======== Supplied passage
The Summer Just Got a Little Hotter

We have a date and a location. The first round of NAFTA negotiations will be held in Washington, D.C. from August 16-20.

Also confirmed this week is the U.S. choice for lead negotiator. As rumoured, John Melle, a career bureaucrat, is the Trump Administration’s choice. Melle, a well-respected career public servant, is considered by U.S. sources to be solid, thoughtful, and not the least bit partisan. Not expected qualities in the deeply partisan Trump administration but a wise choice and good news for Canada. This is the sign of a professionalized negotiating team, not an ideological or dogmatic one. Melle has apparently been working closely with Commerce Secretary Wilbur Ross and U.S. Trade Representative Robert Lighthizer and is respected and trusted by both.

Opening Salvo from the U.S.

After more than 1400 submissions to the Federal Register site on U.S. NAFTA consultations, the USTR released its NAFTA renegotiation objectives this week. While the format resembled the leaked draft letter from the then acting USTR back in March, in substance, it is more careful and provides more space for the negotiating team. These objectives appear to have been crafted more strategically, with evidence that they have studied the messages received during three days of hearings, as well as those thousands of submissions.

The 17-page document is loaded with the language of cautious bureaucrats, a screen to obscure the deceptively aggressive goals of an administration not yet sold on the benefits of free trade. Of concern to Canada:

  • Language directed at specifically reducing the U.S. trade deficit.
  • Expand market opportunity for U.S. agricultural goods while working to eliminate non-tariff trade barriers – language many Canadians believe reflects the U.S. desire for greater access into protected markets in Canada.
  • Language that suggests Rules of Origin may be strengthened in ways that favour components made in the United States.
  • Bring the telecommunications sector into the agreement. Mexico removed longstanding market access barriers beginning in 2013, but from an American perspective, there is a continued need to work to open the market. Canada has a protected sector as well, which the U.S. has listed before in their annual Foreign Trade Barriers report.
  • Expand U.S. access into the financial services sectors in all NAFTA countries.
  • Eliminate barriers to U.S. investment in all sectors in the NAFTA countries.
  • Eliminate the Chapter 19 dispute settlement mechanism,
  • Maintain some procurement limitations, including sub-national procurement, preference programs, and other protections.

Of note is the Trump Administration’s commitment to regulatory coherence and the desire to make border processes more efficient. Clearly, stakeholders got their point across that the existing burdens inhibit the benefits of trade.

The USTR is obligated under the Trade Promotion Authority to release these objectives and the language is targeted for an American audience. Much like Mexico’s release in January, this outlines the U.S. opening aspirational negotiating objectives, not final guidelines for the negotiation team.

The Canadian government is now under pressure to release a similar document. However, it is unlikely they will, as there is little to gain. Mexico’s President had political pressure to push back against the angry rhetoric of newly inaugurated President Trump and the USTR has a legislated responsibility, but Prime Minister Trudeau has neither a political nor an administrative need to show all his cards this early in the process. Canada’s trade negotiators have always been reticent to reveal priorities and red lines, and so far, it has served them well. While they might offer glimpses in the form of committee hearings and answers to questions from the press gallery, it will be surprising if they change their time-tested negotiating techniques.
================
======== Dataset records
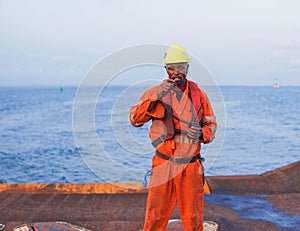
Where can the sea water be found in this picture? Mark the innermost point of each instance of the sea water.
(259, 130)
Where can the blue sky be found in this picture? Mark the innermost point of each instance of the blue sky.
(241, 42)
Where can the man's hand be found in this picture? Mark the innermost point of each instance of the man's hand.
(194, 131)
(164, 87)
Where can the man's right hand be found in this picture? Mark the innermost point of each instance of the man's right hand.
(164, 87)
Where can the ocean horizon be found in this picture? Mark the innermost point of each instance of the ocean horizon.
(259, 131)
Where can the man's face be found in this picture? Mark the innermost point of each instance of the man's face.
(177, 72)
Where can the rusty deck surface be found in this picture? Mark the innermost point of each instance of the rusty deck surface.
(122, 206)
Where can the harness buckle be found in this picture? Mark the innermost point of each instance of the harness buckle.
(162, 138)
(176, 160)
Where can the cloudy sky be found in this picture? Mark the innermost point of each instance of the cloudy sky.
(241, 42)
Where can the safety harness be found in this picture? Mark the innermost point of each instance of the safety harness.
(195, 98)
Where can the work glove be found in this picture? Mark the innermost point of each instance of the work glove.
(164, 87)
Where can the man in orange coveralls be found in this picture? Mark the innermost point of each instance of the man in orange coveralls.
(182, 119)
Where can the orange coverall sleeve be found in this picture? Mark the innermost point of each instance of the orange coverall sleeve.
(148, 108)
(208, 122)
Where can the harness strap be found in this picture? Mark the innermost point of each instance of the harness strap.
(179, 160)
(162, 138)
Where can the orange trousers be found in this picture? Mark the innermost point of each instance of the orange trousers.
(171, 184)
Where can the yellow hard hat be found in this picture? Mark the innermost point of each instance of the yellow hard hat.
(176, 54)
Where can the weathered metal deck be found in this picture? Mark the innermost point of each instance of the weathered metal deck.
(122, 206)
================
======== Dataset records
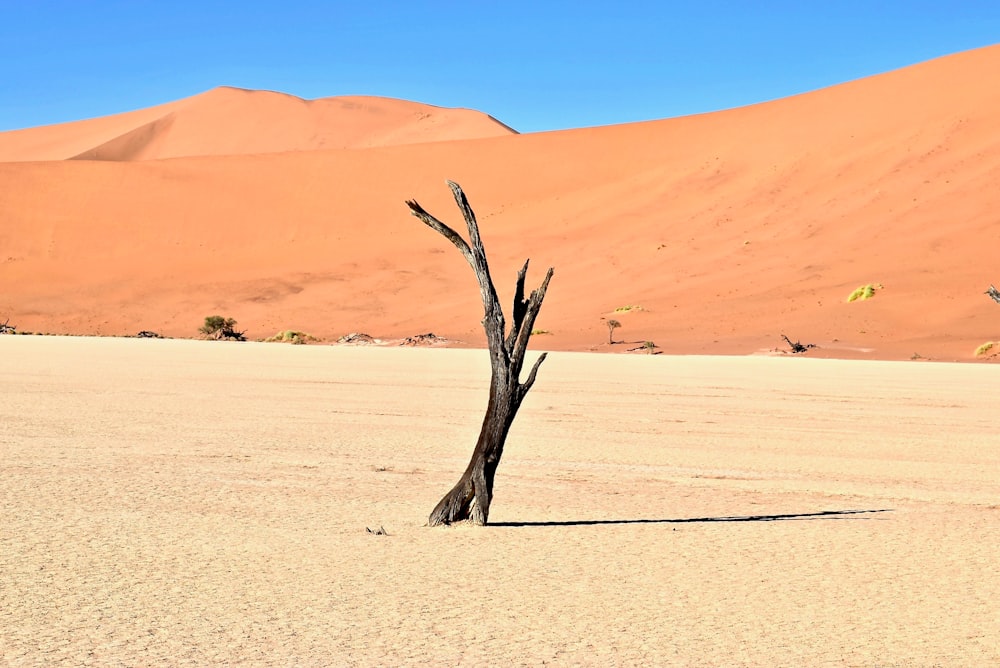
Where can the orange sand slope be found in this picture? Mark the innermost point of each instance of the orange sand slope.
================
Job:
Repeat, word for word, the stretch of the NAFTA negotiations passage starting with "After more than" and going on through "thousands of submissions.".

Answer to this problem:
After more than 1400 submissions to the Federal Register site on U.S. NAFTA consultations, the USTR released its NAFTA renegotiation objectives this week. While the format resembled the leaked draft letter from the then acting USTR back in March, in substance, it is more careful and provides more space for the negotiating team. These objectives appear to have been crafted more strategically, with evidence that they have studied the messages received during three days of hearings, as well as those thousands of submissions.